_TASK TO CARRY OUT_
Please state where David Waddell was employed, according to the news report about the falling tree.

_DOCUMENT PASSAGE_
Gusty winds toppled a tree that killed a Warren County man who was mowing his neighbors’ yard early Friday afternoon.
David Waddell, 25, of 2966 Mount Lebanon Road, Alvaton, died in what investigators and friends called an unfortunate accident.
Waddell visited the home of John and Gail Matthews at 376 Kirby-Salmans Road in the southern end of the county to mow their lawn, Gail Matthews said.
He visited with the Matthewses for about an hour before climbing onto a riding mower at about 12:30 p.m.
According to the Warren County Sheriff’s Office, Waddell was mulching leaves when a tree fell on him from behind, killing him.
“He hadn’t been (mowing) for five minutes when it happened,” Matthews said.
Waddell, a 2002 graduate of Greenwood High School who was employed at Sumitomo in Scottsville, was pronounced dead at the scene, according to Warren County Deputy Coroner Harold Sanson.
Matthews said that Waddell was one of a group of friends who would visit the home to do yardwork and farming on a neighboring property, and that Waddell was close to the Matthewses’ two sons.
“He’d been like a son to us since he was 14,” Matthews said. “He would borrow our mower to mow his yard, and then he’d come back to do ours. He was always doing something for somebody.”
In the hours after investigators, including the Alvaton Volunteer Fire Department and The Medical Center EMS, left the scene, several neighbors gathered in the garage of the Matthewses’ residence to watch the fallen tree removed and remember Waddell.
Derek Lindsey, a longtime friend, said they often visited John and Gail Matthews to help around the house with odd jobs, and they enjoyed going out on a kayak with friends on a nearby creek.
“We’d been hanging out for years,” Lindsey said. “That couldn’t happen again in a thousand years, that tree falling the way it did.”
The high winds and warm temperatures preceded a cold front bringing rain, though the gusts did little to disrupt utility service.

_RECORDS PROVIDED_
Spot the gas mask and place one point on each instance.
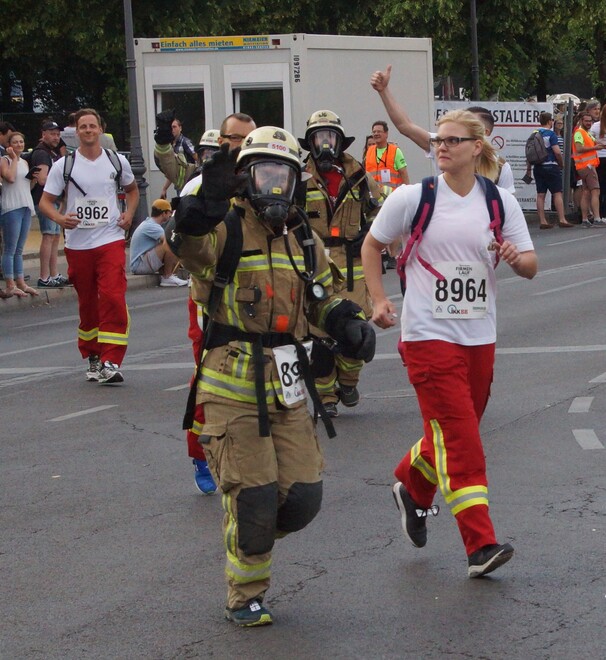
(325, 147)
(271, 189)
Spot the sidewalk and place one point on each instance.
(31, 267)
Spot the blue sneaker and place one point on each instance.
(203, 478)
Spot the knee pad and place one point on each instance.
(300, 507)
(257, 507)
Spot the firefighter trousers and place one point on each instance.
(270, 487)
(452, 383)
(99, 277)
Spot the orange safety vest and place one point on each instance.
(387, 162)
(587, 157)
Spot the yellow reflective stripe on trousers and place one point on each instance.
(462, 498)
(230, 535)
(88, 335)
(418, 462)
(245, 573)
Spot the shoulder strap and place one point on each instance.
(420, 221)
(115, 161)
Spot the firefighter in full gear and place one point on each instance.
(255, 375)
(341, 200)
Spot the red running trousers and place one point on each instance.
(452, 383)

_SOLUTION FOR THIS EXERCISE_
Sumitomo in Scottsville